─── Given text ───

Proposal: Add a callback data parameter to GetNamedDSMSegment
Hello hackers,
While developing an extension and trying to write some generic code
around DSM areas, I noticed a limitation: although GetNamedDSMSegment
accepts a callback function, there is no way to pass additional
arguments to that callback.
For example, the documentation for creating LWLocks after startup [1]https://www.postgresql.org/docs/current/xfunc-c.html#XFUNC-ADDIN-LWLOCKS-AFTER-STARTUP
suggests creating locks in this callback. That works fine as long as
the callback only needs to create a hardcoded lock. But if the lock
name is a parameter to the function calling GetNamedDSMSegment, and
not fixed, I do not see a clean way to pass it through to the callback
(short of relying on global variables, for example).
As a proper solution for this, and possibly for other similar issues,
I propose adding a generic callback argument to GetNamedDSMSegment
that can be forwarded to the callback function.
What do you think about this?
[1]: https://www.postgresql.org/docs/current/xfunc-c.html#XFUNC-ADDIN-LWLOCKS-AFTER-STARTUP
Attachments:
0001-Add-a-callback-data-parameter-to-GetNamedDSMSegment.patchapplication/octet-stream; name=0001-Add-a-callback-data-parameter-to-GetNamedDSMSegment.patchDownload+25-17
Hi,
Can you provide more details on the use-case?
For example, the documentation for creating LWLocks after startup [1]
suggests creating locks in this callback. That works fine as long as
the callback only needs to create a hardcoded lock.
The callback is called on the first invocation of GetNamedDSMSegment for
a particular segment name. Subsequent calls just attach an existing segment.
But if the lock name is a parameter to the function calling GetNamedDSMSegment, and
not fixed, I do not see a clean way to pass it through to the callback
Keep in mind that the tranche name shows up in wait events, so you
will end up with different wait event names.
Also,
commit 38b602b capped the number of lwlock tranches to 256, so you
may hit this limit if you are creating many lwlocks.
#define MAX_NAMED_TRANCHES 256
--
Sami Imseih
Amazon Web services (AWS)
On Wed, Dec 03, 2025 at 12:47:46PM -0600, Sami Imseih wrote:
Can you provide more details on the use-case?

─── Data listing ───

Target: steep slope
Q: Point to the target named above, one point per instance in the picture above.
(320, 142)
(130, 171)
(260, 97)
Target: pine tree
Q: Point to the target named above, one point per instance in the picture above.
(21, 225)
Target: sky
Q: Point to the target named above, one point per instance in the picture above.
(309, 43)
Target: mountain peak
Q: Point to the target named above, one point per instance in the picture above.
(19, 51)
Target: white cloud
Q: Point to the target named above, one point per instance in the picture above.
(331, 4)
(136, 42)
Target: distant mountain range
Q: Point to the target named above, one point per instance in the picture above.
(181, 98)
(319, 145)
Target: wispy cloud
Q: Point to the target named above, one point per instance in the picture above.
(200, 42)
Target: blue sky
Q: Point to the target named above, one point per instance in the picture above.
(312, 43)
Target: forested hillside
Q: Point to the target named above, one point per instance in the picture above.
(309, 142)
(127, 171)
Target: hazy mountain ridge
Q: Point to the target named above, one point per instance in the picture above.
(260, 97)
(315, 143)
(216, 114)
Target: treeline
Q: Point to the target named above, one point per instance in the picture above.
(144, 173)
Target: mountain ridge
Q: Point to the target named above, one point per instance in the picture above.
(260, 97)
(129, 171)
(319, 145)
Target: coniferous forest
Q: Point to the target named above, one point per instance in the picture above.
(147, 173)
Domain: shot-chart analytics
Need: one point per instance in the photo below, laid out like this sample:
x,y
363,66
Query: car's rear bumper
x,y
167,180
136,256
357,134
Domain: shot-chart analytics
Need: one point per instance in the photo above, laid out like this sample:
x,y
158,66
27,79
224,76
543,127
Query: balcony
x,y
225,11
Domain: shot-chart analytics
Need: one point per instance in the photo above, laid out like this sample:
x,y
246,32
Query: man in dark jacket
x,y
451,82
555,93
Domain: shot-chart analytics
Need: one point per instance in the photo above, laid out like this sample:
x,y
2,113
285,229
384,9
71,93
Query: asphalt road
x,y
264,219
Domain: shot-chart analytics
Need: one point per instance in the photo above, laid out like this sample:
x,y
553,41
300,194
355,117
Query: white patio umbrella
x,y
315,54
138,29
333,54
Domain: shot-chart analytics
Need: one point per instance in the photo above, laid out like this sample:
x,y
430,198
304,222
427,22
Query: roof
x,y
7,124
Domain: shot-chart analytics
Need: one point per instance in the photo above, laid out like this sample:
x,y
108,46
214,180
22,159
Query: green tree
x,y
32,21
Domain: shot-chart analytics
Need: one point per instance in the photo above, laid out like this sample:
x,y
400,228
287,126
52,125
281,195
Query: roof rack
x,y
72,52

───

--- Goals ---
A. According to the thread, what limit did commit 38b602b set on lwlock tranches?
B. Return every line of the rows that contains the string "mountain".

--- Task-by-task results ---
A. It capped the number of lwlock tranches at 256.

B.
Target: mountain peak
Target: distant mountain range
Target: hazy mountain ridge
Target: mountain ridge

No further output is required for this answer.